(Stored data entries)
——————

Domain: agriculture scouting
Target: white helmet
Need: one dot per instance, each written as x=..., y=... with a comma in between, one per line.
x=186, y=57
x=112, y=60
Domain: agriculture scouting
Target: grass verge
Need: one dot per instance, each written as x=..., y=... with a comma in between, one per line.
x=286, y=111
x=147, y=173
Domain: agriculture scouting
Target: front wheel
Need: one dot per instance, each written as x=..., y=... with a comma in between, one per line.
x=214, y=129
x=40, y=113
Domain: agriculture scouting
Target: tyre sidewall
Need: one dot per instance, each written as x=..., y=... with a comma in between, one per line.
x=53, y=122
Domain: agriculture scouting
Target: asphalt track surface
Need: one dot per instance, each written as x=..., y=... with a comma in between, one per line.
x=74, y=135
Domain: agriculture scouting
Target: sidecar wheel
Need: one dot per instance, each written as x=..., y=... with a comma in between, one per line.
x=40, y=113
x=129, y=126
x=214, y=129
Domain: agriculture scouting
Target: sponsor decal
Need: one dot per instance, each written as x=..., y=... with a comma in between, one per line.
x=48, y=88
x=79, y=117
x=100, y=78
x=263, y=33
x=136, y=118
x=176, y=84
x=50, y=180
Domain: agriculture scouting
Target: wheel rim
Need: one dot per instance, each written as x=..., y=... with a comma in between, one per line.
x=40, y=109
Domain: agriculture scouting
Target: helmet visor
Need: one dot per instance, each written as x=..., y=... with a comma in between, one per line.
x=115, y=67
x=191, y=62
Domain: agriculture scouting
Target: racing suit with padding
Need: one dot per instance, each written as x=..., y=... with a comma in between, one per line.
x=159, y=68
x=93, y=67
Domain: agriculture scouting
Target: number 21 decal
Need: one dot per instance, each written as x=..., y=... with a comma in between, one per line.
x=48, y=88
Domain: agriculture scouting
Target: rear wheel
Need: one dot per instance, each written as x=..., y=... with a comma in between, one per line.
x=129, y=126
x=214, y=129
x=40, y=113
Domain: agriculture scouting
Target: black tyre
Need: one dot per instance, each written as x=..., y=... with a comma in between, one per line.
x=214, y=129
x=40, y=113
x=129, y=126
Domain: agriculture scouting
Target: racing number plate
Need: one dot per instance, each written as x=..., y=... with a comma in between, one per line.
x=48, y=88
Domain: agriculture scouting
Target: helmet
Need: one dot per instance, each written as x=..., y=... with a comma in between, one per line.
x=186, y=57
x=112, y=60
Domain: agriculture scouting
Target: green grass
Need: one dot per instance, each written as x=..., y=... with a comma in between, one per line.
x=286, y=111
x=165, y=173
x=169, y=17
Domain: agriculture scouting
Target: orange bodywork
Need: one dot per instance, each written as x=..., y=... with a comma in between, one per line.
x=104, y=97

——————

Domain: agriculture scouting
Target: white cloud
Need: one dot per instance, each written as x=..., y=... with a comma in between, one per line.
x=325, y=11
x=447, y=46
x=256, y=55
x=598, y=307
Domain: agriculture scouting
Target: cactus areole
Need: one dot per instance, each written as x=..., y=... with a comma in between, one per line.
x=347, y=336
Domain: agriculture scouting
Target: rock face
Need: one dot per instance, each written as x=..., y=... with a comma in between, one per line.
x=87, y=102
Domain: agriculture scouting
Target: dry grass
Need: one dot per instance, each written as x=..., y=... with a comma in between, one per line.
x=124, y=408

——————

How to complete this task: When a line in the records holds the string "racing", copy that line.

Finished exercise:
Target: racing suit with padding
Target: racing number plate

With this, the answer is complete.